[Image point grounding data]
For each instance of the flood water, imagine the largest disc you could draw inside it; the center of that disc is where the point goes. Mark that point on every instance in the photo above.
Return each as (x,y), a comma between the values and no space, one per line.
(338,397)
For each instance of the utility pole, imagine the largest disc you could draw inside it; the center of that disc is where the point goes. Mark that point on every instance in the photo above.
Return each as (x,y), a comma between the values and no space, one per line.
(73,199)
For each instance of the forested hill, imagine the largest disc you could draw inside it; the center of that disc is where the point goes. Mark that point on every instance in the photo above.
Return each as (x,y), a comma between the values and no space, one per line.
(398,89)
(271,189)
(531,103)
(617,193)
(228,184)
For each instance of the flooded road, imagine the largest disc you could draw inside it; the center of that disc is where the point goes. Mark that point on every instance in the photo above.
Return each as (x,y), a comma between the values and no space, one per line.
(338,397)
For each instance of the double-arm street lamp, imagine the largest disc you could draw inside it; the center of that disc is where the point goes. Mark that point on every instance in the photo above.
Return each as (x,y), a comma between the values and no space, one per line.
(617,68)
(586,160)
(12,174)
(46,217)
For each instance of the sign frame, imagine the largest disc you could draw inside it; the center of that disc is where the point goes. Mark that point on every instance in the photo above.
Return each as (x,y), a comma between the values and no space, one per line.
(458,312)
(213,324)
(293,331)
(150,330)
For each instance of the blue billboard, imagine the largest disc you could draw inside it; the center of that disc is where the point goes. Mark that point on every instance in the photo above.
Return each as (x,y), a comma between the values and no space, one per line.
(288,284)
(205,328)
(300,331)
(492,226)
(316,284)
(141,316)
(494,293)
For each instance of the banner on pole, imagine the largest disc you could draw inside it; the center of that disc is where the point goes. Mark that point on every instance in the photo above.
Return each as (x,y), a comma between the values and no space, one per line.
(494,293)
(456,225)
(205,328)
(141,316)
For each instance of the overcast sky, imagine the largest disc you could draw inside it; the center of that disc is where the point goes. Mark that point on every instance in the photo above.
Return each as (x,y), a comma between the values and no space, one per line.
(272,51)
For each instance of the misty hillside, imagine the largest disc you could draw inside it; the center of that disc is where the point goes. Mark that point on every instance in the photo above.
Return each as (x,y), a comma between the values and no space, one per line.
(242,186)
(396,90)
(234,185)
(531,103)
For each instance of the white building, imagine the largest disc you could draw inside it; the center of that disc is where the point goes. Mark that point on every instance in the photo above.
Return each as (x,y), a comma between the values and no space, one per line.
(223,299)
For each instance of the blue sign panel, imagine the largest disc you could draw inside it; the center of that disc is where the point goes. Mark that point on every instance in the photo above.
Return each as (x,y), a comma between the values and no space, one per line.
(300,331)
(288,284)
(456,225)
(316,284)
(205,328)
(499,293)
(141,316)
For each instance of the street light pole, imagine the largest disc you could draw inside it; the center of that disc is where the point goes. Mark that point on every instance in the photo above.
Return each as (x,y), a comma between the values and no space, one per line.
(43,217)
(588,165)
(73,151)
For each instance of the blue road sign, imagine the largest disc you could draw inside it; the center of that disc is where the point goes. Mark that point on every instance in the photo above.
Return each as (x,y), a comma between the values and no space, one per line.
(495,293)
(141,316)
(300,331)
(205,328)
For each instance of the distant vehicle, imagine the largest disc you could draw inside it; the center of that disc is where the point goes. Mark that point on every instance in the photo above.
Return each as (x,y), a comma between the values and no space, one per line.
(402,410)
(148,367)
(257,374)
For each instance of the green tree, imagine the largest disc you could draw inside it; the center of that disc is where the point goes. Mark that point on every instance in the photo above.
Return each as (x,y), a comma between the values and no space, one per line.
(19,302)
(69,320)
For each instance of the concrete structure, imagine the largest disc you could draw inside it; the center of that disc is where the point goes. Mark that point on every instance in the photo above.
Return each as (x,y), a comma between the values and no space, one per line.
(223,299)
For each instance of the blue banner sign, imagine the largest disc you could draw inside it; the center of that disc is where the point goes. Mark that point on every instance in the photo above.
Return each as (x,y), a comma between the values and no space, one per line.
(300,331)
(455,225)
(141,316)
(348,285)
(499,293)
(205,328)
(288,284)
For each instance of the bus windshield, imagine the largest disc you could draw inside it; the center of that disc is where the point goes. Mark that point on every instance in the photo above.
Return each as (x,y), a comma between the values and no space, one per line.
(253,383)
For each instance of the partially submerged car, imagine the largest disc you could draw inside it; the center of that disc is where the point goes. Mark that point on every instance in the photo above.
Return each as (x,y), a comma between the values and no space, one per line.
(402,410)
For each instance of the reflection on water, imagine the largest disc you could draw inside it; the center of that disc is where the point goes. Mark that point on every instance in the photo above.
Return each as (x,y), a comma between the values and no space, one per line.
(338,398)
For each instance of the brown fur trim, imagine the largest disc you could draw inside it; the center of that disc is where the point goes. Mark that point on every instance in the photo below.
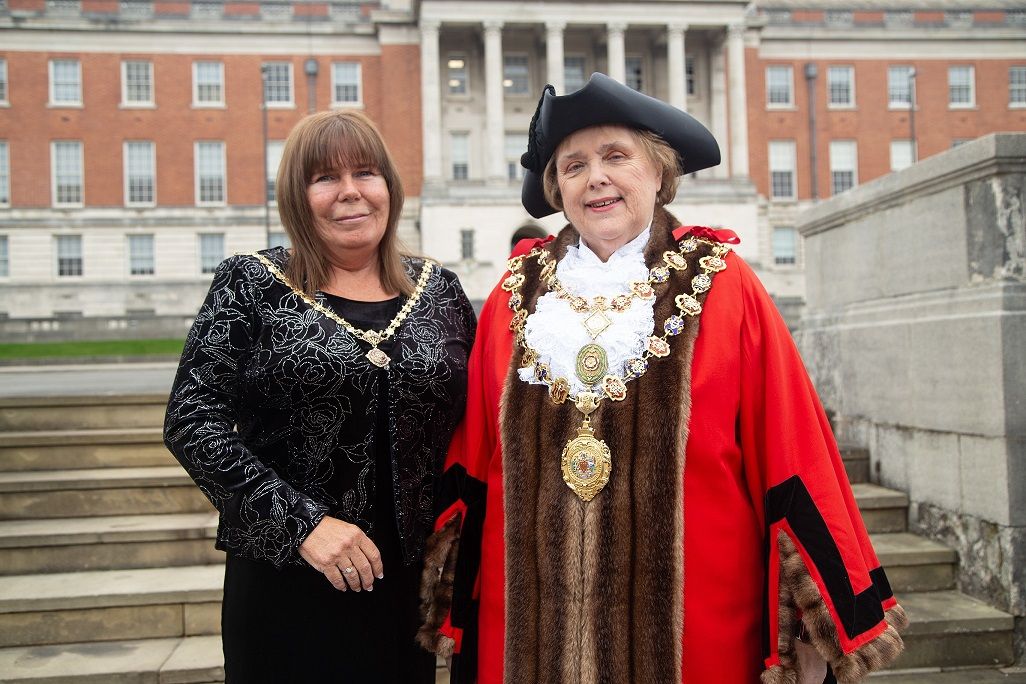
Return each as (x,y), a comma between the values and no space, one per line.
(797,590)
(594,592)
(436,587)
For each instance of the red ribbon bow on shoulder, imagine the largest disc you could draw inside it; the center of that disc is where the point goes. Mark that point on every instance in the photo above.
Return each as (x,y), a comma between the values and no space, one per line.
(724,236)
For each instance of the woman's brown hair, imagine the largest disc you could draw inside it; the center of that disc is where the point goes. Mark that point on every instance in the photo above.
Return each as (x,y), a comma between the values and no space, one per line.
(318,143)
(662,155)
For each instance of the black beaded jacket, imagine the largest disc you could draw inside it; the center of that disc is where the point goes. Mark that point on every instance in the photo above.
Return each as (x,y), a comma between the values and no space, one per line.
(274,408)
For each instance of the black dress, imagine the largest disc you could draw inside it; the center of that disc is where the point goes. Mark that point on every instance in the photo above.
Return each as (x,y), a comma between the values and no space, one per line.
(290,625)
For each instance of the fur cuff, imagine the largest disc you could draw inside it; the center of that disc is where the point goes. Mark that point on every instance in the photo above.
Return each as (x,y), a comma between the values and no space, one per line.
(798,592)
(436,587)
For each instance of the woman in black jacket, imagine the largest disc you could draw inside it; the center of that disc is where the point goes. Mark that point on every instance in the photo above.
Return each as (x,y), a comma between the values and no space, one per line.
(316,396)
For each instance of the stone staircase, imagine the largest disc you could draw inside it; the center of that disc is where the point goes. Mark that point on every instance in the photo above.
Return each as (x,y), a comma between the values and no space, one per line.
(108,571)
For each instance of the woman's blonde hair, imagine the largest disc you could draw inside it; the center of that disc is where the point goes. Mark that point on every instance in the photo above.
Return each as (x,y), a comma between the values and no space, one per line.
(322,142)
(660,153)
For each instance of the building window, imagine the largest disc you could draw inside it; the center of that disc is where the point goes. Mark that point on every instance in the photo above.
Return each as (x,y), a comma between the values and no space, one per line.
(69,254)
(210,172)
(277,83)
(211,251)
(467,244)
(457,66)
(208,83)
(346,84)
(136,83)
(960,87)
(67,165)
(4,173)
(1017,86)
(516,78)
(141,173)
(460,150)
(902,155)
(843,171)
(274,149)
(66,82)
(782,169)
(780,84)
(141,254)
(516,145)
(840,86)
(3,82)
(900,87)
(785,245)
(278,240)
(574,73)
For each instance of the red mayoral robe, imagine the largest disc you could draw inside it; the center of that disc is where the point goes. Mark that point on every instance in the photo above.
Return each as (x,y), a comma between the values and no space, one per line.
(727,528)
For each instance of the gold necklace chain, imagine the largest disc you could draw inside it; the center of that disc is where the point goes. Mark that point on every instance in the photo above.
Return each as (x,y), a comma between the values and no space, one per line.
(586,460)
(372,337)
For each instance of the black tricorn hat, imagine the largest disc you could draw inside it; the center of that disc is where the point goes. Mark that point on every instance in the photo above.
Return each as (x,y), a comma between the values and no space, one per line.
(604,101)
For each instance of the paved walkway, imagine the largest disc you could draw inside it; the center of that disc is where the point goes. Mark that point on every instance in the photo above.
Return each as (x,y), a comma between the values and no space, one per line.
(106,378)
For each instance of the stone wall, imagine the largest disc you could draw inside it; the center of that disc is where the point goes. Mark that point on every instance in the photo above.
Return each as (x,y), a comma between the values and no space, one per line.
(915,335)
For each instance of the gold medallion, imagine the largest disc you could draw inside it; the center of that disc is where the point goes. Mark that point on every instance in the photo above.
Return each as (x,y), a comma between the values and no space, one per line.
(378,357)
(586,463)
(591,364)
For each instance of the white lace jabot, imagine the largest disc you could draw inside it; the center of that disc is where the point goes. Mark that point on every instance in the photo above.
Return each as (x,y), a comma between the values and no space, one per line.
(557,332)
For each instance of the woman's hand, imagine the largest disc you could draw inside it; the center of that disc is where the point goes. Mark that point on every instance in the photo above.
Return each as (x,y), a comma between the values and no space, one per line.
(347,557)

YOUR ASSIGNMENT
For the records above, give the number of lines containing the string "brown" and no other words.

ANSWER TO THIS TASK
2